Stranger Than Fiction

Lisa and I watched "Stranger Than Fiction" yesterday. I wasn't expecting much, but man, the film blew me away. It is awesome. The whole "narration" idea is excellent, because I think that's how many of us live our lives... never really free and spontaneous, but always through an edit button. I equate his measured life to a falsely religious life. Never liberated but obsessed with doing things right. It is a lonely, lifeless, and loveless way to live. Although there's a bit of an Owen Meanny theme in the film it totally works. My favorite quote I'll share in full. It's from the narrator:
Sometimes, when we lose ourselves in fear and despair, in routine and constancy, in hopelessness and tragedy, we can thank God for Bavarian sugar cookies, and fortunately, when there aren't any cookies we can still find reassurance in a familiar hand on our skin, or a kind and loving gesture, or a subtle encouragement, or a loving embrace, or an offer of comfort, not to mention hospital gurneys, and nose-plugs, and uneaten danish, and soft spoken secrets, and Fender Stratocasters, and maybe the occasional piece of fiction. And we must remember that all these things, the nuances, the anomalies, the subtleties, which we assume only accessorize our days are in fact here for a much larger and much nobler cause. They are here to save our lives. I know the idea seems strange. But I also know that it just so happens to be true.

Exercise:
In the movie review above, who watched "Stranger Than Fiction" with the writer?

Source data:
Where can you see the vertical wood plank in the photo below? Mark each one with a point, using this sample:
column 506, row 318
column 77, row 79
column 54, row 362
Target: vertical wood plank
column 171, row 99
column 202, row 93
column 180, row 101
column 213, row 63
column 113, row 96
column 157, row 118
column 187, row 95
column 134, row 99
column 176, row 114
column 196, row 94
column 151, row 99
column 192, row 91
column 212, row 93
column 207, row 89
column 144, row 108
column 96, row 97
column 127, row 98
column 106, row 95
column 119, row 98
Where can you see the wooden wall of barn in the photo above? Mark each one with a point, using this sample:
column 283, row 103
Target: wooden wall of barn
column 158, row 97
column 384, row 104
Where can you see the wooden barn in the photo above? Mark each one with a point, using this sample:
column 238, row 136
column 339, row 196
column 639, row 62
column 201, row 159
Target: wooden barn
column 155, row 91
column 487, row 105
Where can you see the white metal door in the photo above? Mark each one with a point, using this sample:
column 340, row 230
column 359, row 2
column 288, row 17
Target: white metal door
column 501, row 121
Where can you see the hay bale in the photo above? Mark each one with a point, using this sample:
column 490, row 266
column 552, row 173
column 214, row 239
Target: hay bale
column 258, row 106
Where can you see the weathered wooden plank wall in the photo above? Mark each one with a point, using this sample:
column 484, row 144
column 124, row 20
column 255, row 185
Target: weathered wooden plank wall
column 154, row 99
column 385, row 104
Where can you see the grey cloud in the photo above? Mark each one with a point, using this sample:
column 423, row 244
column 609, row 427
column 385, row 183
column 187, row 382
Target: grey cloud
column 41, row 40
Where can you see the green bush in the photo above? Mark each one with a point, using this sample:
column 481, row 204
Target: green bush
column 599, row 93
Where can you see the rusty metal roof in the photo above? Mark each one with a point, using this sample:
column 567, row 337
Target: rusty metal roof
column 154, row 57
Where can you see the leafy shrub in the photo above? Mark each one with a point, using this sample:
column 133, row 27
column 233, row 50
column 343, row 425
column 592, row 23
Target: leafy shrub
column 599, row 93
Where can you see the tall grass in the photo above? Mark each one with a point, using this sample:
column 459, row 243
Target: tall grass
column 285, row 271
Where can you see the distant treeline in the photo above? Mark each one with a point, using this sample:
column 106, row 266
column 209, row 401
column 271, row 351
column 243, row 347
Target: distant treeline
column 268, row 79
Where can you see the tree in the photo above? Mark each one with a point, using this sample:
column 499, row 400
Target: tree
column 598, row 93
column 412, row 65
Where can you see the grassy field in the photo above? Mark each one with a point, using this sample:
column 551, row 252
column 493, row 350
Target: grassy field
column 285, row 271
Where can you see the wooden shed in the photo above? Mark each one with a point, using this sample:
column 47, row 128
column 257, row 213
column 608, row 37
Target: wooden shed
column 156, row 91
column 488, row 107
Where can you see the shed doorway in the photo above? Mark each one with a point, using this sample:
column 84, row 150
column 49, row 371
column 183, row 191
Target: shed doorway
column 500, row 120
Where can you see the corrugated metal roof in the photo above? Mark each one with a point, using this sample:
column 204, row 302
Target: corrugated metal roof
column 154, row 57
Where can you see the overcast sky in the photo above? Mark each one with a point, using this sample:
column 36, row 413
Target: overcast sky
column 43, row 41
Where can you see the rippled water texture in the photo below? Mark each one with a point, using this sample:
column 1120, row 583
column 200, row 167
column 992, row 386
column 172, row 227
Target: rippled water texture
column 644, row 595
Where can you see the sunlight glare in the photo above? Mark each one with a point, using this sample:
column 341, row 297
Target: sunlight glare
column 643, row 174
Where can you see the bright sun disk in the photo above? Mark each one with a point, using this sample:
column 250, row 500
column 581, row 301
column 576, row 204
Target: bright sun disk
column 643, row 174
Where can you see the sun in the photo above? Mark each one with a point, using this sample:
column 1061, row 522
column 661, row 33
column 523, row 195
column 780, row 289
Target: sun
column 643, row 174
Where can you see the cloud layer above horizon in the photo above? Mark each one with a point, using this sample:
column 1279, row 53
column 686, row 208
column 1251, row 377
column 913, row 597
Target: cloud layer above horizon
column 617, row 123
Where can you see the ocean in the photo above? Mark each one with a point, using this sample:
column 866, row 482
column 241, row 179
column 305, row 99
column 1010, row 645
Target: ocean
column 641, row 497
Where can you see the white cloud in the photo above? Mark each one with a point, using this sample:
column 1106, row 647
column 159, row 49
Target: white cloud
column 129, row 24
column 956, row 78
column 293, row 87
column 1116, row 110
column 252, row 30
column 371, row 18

Your solution:
Lisa